#### Your goal:
Replace "locate" with "find" in the part of the listing that opens with the line containing "target | red support post" and runs to the end of the listing, and write those lines out again with nothing else altered.

#### Data records:
%%
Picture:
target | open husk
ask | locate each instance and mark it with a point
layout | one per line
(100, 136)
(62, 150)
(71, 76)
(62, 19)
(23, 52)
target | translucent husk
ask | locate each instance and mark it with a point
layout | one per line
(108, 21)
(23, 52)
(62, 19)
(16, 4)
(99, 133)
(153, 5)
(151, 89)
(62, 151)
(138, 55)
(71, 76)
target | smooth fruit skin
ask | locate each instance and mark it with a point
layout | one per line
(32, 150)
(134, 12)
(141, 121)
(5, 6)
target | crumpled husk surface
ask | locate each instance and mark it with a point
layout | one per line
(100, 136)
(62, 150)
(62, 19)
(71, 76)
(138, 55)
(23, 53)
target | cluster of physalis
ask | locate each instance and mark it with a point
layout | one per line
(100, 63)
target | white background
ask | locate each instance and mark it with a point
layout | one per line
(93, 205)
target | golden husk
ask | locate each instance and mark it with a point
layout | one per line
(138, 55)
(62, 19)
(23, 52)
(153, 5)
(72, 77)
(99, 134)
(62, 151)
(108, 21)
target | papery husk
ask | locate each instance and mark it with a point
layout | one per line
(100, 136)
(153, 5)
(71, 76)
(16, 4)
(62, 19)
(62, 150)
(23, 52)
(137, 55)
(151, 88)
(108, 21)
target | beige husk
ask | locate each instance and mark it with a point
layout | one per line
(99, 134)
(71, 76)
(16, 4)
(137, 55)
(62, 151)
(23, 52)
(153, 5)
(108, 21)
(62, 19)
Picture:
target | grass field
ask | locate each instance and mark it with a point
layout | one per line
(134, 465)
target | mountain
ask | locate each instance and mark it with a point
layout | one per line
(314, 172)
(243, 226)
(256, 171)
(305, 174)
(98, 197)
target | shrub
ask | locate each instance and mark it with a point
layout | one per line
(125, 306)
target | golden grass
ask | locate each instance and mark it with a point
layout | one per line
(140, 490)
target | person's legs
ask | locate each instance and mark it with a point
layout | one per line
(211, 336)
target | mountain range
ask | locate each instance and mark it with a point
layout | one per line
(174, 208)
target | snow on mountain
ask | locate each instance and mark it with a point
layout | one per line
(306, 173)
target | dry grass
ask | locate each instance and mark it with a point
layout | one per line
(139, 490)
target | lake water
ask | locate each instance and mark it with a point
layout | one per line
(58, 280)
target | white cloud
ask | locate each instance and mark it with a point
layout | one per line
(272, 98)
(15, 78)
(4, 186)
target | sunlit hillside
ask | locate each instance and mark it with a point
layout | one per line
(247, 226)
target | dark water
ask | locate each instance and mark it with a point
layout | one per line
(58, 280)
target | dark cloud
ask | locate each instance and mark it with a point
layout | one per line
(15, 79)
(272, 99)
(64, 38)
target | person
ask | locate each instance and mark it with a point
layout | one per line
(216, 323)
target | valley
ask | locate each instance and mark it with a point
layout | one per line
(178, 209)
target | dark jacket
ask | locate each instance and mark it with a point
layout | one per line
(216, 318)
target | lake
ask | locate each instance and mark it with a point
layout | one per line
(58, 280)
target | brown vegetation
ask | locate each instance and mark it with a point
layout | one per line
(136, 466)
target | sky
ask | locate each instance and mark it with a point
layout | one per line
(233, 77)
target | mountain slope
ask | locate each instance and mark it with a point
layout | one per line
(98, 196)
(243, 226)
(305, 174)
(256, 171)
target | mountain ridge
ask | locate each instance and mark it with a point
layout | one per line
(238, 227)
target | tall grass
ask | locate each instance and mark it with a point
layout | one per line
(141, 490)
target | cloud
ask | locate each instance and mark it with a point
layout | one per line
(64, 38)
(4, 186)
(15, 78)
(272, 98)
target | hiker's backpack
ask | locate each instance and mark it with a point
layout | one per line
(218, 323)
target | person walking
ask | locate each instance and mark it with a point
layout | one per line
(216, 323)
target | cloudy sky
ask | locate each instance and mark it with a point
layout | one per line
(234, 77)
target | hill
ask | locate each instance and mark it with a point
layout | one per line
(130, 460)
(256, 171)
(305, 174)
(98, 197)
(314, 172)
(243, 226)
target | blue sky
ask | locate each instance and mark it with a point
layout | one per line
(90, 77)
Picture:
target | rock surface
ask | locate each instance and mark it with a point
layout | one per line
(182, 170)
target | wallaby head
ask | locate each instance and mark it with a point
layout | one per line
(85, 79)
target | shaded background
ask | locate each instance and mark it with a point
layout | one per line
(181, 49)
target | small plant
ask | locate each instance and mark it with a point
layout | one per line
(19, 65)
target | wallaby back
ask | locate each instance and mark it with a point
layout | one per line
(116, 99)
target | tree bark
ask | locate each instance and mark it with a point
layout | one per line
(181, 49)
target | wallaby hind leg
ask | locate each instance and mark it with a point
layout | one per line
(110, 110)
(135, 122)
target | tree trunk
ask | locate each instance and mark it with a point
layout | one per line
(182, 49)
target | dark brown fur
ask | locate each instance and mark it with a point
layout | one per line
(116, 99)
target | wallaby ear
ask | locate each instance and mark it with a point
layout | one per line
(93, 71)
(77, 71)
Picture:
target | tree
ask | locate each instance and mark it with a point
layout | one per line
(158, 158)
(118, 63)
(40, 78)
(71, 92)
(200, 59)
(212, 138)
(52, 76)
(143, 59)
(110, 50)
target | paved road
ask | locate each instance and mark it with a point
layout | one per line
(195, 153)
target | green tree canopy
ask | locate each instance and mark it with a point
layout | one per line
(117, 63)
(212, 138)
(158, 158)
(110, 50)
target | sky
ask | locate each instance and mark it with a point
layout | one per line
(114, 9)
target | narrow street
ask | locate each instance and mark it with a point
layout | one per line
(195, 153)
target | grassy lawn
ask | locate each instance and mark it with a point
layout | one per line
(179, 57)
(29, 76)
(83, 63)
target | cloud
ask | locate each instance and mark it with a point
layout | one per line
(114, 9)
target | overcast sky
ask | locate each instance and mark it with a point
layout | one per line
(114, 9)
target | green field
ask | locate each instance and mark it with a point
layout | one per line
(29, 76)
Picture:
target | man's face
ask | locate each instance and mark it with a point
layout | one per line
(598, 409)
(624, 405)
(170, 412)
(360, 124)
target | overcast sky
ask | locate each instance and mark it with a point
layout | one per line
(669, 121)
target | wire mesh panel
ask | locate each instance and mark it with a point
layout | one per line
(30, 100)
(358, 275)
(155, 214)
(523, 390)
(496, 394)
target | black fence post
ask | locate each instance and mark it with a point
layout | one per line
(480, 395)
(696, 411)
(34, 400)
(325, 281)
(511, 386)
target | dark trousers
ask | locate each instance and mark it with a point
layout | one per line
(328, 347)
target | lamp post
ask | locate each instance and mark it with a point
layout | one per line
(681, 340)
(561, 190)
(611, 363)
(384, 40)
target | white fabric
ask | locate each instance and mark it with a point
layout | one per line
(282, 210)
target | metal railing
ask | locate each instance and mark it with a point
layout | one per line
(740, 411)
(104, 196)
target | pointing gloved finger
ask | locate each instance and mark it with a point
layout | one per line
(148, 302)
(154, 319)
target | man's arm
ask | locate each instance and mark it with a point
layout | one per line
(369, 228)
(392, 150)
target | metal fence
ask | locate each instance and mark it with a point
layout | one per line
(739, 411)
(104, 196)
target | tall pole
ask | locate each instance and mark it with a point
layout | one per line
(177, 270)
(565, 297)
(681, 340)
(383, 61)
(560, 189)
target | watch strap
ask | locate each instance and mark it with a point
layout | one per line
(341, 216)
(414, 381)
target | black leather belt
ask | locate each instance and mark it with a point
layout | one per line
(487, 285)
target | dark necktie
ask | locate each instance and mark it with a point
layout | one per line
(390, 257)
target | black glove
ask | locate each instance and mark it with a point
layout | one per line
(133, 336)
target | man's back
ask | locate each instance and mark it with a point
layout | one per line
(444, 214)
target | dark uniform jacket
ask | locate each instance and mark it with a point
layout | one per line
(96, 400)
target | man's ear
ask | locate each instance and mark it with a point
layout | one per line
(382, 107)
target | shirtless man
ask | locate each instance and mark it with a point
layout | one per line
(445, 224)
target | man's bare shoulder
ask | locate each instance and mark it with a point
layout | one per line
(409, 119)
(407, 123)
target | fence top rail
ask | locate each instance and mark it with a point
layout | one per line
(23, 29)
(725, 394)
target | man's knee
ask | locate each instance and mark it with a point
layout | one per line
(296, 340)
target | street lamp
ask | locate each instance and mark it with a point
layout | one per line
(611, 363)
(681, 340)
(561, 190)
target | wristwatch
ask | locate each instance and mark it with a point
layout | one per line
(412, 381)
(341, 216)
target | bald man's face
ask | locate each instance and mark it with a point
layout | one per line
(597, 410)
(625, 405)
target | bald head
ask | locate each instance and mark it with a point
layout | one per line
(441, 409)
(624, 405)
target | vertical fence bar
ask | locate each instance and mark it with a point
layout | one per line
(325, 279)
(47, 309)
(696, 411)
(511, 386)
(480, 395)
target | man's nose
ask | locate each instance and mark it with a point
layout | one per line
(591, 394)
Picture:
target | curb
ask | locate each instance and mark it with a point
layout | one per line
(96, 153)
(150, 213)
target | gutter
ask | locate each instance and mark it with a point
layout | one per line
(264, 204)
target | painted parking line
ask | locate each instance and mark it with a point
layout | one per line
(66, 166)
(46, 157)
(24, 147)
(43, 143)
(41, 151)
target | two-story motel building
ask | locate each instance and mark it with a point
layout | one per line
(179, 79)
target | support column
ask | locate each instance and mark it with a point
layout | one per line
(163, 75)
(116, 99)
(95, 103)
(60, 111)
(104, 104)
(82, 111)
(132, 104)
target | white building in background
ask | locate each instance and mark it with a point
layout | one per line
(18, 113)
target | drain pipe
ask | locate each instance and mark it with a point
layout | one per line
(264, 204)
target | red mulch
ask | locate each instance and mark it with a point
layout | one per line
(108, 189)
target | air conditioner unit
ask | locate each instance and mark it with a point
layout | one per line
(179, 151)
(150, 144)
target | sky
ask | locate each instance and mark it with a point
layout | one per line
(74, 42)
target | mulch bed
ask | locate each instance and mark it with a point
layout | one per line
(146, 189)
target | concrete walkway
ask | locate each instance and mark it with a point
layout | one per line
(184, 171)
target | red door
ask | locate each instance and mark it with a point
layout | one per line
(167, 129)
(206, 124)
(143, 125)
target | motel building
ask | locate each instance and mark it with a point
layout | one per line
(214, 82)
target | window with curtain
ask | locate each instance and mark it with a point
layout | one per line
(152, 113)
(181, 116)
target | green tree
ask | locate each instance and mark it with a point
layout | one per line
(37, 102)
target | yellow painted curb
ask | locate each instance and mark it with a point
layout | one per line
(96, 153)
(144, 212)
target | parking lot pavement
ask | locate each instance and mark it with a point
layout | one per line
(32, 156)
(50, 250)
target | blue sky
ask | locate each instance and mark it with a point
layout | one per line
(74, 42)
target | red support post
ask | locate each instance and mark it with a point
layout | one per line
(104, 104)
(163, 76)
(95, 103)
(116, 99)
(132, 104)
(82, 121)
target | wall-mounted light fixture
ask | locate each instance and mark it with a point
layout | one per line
%%
#### Exercise response:
target | red support post
ask | find each instance and mark it with a point
layout | one per line
(104, 104)
(163, 76)
(95, 103)
(116, 99)
(132, 104)
(82, 121)
target | wall-mounted light fixture
ask | find each instance and mark it with a point
layout | one per line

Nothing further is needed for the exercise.